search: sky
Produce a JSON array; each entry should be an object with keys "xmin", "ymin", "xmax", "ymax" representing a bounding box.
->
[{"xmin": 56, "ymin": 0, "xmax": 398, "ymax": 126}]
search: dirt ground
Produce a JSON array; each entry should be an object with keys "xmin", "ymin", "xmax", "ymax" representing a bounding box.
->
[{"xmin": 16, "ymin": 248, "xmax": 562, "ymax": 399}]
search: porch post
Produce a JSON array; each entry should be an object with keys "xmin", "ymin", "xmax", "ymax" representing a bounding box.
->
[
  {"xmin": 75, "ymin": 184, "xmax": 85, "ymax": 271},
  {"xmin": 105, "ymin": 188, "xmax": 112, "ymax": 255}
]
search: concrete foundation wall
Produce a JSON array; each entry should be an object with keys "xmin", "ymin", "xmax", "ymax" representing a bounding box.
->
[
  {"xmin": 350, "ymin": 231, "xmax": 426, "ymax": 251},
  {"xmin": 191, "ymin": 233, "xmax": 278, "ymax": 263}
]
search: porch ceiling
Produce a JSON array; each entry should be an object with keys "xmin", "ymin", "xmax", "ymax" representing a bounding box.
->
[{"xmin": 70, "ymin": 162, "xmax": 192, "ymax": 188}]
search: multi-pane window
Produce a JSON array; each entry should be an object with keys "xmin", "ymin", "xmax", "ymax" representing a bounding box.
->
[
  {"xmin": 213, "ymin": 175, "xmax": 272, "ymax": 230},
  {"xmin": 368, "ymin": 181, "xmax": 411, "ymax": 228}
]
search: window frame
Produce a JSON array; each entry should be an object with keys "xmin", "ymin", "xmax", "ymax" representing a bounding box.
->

::::::::::

> **Do this**: Please copy the material above exactly, beginning at the line that contains "search: concrete foundation wall" and stopping after the final line of the material.

> **The output**:
search: concrete foundation wall
Produce a JSON array; each entry should be an object with keys "xmin", "ymin", "xmax", "ymax" representing a bounding box.
->
[
  {"xmin": 350, "ymin": 231, "xmax": 426, "ymax": 251},
  {"xmin": 191, "ymin": 233, "xmax": 278, "ymax": 263}
]
search: porch ceiling
Produce a JSON array; each entry should be an object with keys "xmin", "ymin", "xmax", "ymax" representing a bounding box.
->
[{"xmin": 70, "ymin": 162, "xmax": 192, "ymax": 188}]
search: multi-pane window
Produce a JSON array; each entry should be an object with keys "xmin", "ymin", "xmax", "ymax" representing a bounding box.
->
[
  {"xmin": 213, "ymin": 175, "xmax": 272, "ymax": 230},
  {"xmin": 368, "ymin": 181, "xmax": 411, "ymax": 228}
]
search: window frame
Produce a JSON array; each entry should be an object with keys "xmin", "ymin", "xmax", "ymax" representing a bounding box.
->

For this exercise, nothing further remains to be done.